#### WHAT YOU NEED TO DO:
Transcribe every entry verbatim; omit pictures.

MATERIAL PROVIDED Start Marker

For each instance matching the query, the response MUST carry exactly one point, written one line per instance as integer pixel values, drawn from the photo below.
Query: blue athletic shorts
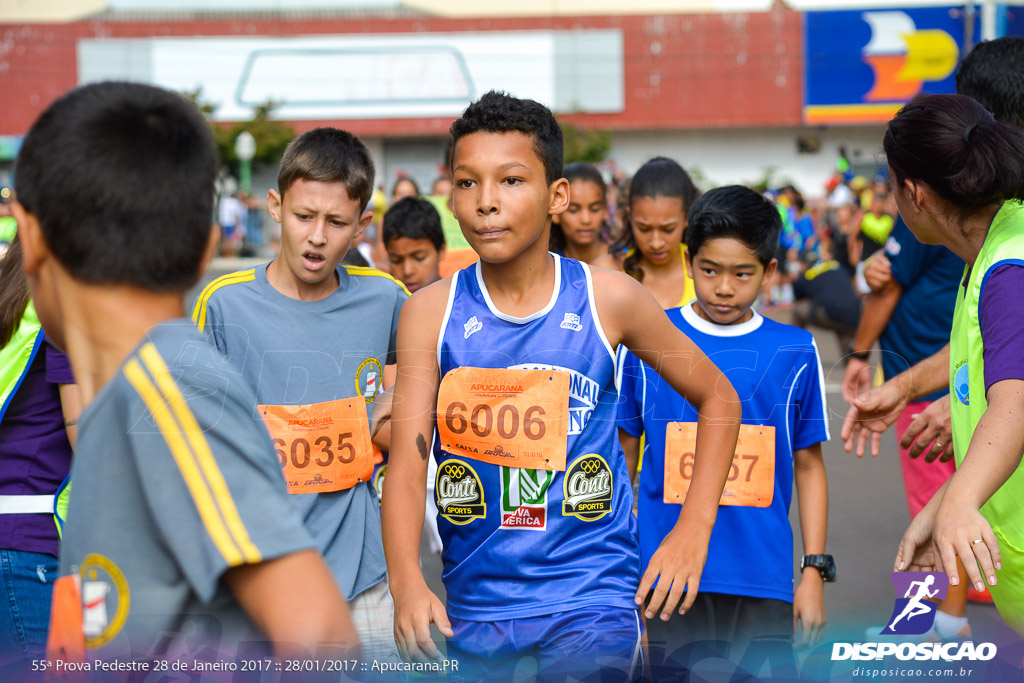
(593, 644)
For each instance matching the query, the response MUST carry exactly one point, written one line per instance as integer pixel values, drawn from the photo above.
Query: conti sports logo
(587, 488)
(459, 493)
(368, 379)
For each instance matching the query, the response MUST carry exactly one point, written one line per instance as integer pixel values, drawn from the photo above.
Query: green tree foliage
(271, 136)
(588, 145)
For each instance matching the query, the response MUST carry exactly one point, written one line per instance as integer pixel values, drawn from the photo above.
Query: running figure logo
(912, 613)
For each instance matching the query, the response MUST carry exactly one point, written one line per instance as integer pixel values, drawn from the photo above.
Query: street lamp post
(245, 150)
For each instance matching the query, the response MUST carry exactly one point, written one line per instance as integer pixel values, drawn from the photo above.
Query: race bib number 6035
(322, 447)
(515, 418)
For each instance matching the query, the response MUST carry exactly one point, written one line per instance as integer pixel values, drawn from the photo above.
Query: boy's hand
(415, 609)
(809, 609)
(931, 432)
(962, 530)
(676, 565)
(916, 552)
(870, 414)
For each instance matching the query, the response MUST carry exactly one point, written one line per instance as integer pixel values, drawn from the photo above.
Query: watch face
(828, 567)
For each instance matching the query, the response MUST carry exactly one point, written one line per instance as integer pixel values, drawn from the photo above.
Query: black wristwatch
(859, 355)
(823, 563)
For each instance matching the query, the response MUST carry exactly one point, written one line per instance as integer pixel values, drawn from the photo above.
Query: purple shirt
(1001, 319)
(35, 455)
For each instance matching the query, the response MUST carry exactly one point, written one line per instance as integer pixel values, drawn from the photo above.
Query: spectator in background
(824, 298)
(8, 228)
(582, 230)
(403, 186)
(39, 408)
(875, 226)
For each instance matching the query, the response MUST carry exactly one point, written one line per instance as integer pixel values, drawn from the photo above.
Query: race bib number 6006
(516, 418)
(752, 476)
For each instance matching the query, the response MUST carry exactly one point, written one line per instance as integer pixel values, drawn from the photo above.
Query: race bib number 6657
(752, 476)
(515, 418)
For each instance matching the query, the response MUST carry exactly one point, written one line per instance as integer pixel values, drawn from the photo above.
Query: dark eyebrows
(707, 261)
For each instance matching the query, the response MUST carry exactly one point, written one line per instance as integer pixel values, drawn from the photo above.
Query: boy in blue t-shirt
(747, 588)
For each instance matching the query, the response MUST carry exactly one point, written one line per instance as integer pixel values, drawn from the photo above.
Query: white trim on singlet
(532, 316)
(637, 650)
(788, 402)
(444, 321)
(593, 312)
(620, 367)
(821, 389)
(709, 328)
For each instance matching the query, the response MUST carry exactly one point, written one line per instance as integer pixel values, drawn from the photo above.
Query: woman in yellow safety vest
(960, 182)
(39, 406)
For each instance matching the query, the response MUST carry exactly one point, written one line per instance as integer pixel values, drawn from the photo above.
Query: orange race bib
(67, 639)
(516, 418)
(322, 446)
(752, 477)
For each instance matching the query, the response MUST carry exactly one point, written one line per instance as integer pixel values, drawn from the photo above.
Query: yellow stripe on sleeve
(221, 494)
(199, 311)
(364, 270)
(185, 462)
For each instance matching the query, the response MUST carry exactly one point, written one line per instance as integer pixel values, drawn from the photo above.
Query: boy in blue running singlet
(748, 590)
(516, 354)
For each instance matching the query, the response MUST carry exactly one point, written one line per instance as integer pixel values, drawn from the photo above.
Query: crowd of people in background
(682, 270)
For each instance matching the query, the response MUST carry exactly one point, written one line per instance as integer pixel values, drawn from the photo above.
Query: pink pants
(921, 479)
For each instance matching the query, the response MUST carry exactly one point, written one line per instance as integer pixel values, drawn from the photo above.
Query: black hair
(121, 177)
(14, 294)
(992, 74)
(329, 155)
(416, 218)
(658, 177)
(737, 212)
(587, 173)
(406, 178)
(500, 113)
(954, 146)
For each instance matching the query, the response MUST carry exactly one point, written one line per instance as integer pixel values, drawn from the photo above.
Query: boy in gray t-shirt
(311, 337)
(180, 540)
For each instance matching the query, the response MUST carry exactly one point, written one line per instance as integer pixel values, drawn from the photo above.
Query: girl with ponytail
(958, 177)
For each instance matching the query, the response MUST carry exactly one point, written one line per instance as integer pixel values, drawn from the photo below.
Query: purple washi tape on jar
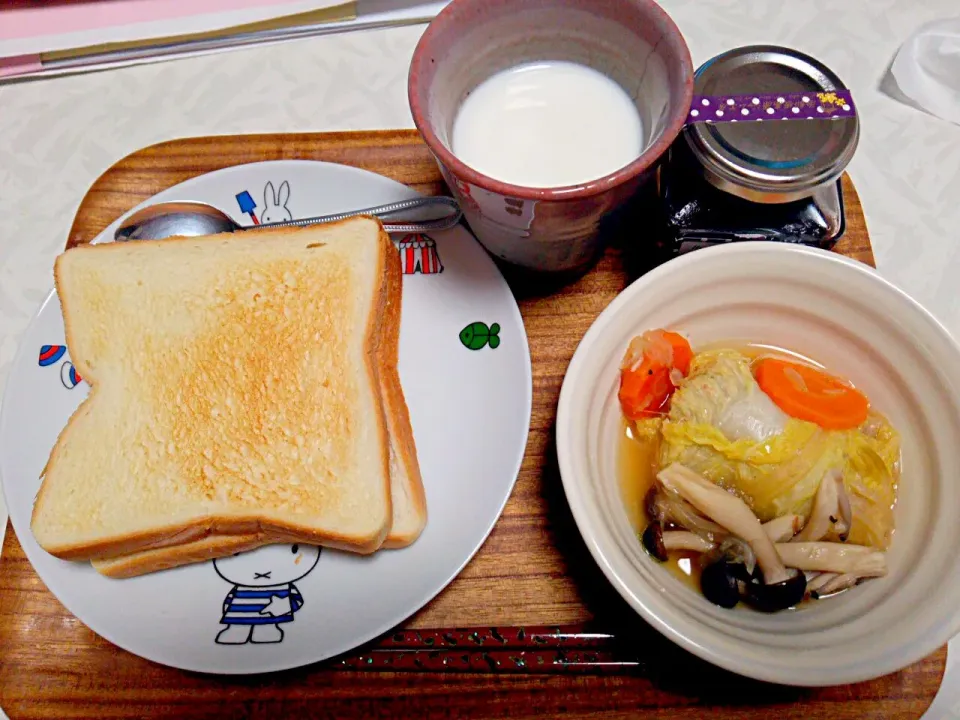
(772, 106)
(729, 178)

MATERIAL PROVIDED End Marker

#### TASK OUTPUT:
For each instance matching the query, the response MUST carry exactly one point, written one line per instance as integer pixel values, drawn from the photo below.
Query: blue athletic shorts
(593, 644)
For each instance matching the query, the response MUST carry exactly one point, written one line per instance as integer pixel values, drawn from the photo above.
Query: conti sports logo
(587, 488)
(459, 493)
(368, 379)
For each instance matching the query, the response MUST carry exactly one point, written one line per instance as integer pixel values, drawn from the photo above.
Query: green tree foliage
(271, 136)
(588, 145)
For each instance matching the query, the response MUST carry exactly one point, written one line per instance as integer pixel values, drawn from the photo above.
Query: running figure logo
(912, 613)
For each instance matching the query, the response MUST carry exactly one point, written one line per instance as integer pixel values, drawn from the photo above.
Query: street lamp post
(245, 150)
For each instance matching the query, the response MUST carry exactly one point, written one line per instance as integer pixel values, drawn from the photo above.
Query: race bib number 6035
(322, 447)
(515, 418)
For each instance matching the query, the response MUST carry exactly one point, written one line per instance as integer pixel values, drawn from the photo above.
Query: boy's hand
(415, 609)
(809, 609)
(931, 432)
(962, 530)
(676, 565)
(916, 552)
(870, 414)
For each instance matching the query, the response MUST carry exactly one point, written one line per instance as integer pixel values, drawn from the photo above.
Query: watch face
(828, 567)
For each instance matching the query, the response MUST carry exactly one point, written one line per instance as integer pixel values, drawn from the photo above.
Query: black wristwatch
(859, 355)
(823, 563)
For each instance matching the query, the response MUST carry exactly one point, written one line per instance as integer pixel values, drawn from the photo above.
Query: purple shirt
(1001, 319)
(35, 455)
For each instance matching the query, the response MUST carry exactly one point, written one line per instance as integer pixel values, drawn from the photo above.
Query: spectator in background
(824, 298)
(8, 228)
(582, 230)
(403, 186)
(39, 408)
(875, 226)
For each instance matching the query, the response MUST carry exactly one point, written one line per instance as integer pixel values, drawn from the photo above.
Query: race bib number 6006
(516, 418)
(752, 476)
For each instance matching the query, the response MUST carry exactly one point, written one line per instance as integer pixel values, drawn from the photo above.
Query: race bib number 6657
(752, 476)
(515, 418)
For each instance matching the query, the response MUST carry exactly one point, written one line per instance as integer pixel values, drawn from the photo above.
Query: dark eyebrows
(707, 261)
For each instance matching the query, the response MUST carry exactly one point, written one line per instance as integer pixel values, drawn from the photo above.
Query: boy in blue t-shirt
(747, 588)
For each instance matching the query, the response MUST carry exactly one point, written one line per instance as integer pixel values, drawn from the photo above.
Query: white trim on singlet
(532, 316)
(637, 650)
(788, 402)
(444, 321)
(593, 312)
(620, 367)
(821, 389)
(709, 328)
For each instance matching the query, the response MUST carry exactly one point, written one line per instance as integer pixel values, drawn from the photo above.
Query: woman in yellow safety vest
(960, 182)
(39, 406)
For each instance matching the query, the response MUST carry exactly one point, written one line per instance as integer pixel values, drawn from the photo above.
Query: orange race bib
(67, 639)
(516, 418)
(322, 446)
(752, 477)
For each instance matching the query, the response MUST carry exactly one point, written one line per instance as integer pixel values, drawn from the photo above.
Query: yellow stripe on sleeve
(221, 494)
(199, 311)
(364, 270)
(185, 462)
For each instance matching the query, the response MUST carry exactly one point, written one line per instance as integer pixel values, drawn from the photo above.
Query: boy in blue running singlet
(748, 590)
(516, 354)
For each instance matching the query, the response MUST carry exactly one point, written one line per instance as integer pixel values, drawn from the photo above.
Query: crowd of people in background
(682, 270)
For each instance matching the query, the response MUST carry exactly one point, written one line per instance as integer pixel values, drawn from the photo above.
Query: pink pants
(921, 479)
For each instance matching the query, the response MUST carry exactly one point, written one line per instance as integer pixel values, drawn from the photo above.
Query: black hair
(121, 177)
(14, 294)
(992, 74)
(329, 155)
(416, 218)
(658, 177)
(737, 212)
(587, 173)
(406, 178)
(500, 113)
(954, 146)
For each instance matching the query, the response MUST carry exactly one point, written one line per instance as integer pixel values, drawn from the photo above.
Query: boy in gray t-shirt
(311, 337)
(180, 540)
For each instance matching the query, the response MUST carry exactly one point, written one line per instance as integer pixel values, drawn from the photo above.
Query: girl with ponytail
(958, 177)
For each instance matching the query, the response MUST carry exactly one point, written one line per instance as integer pixel values, drawn from the photo below.
Query: purple washi tape on jar
(772, 106)
(729, 178)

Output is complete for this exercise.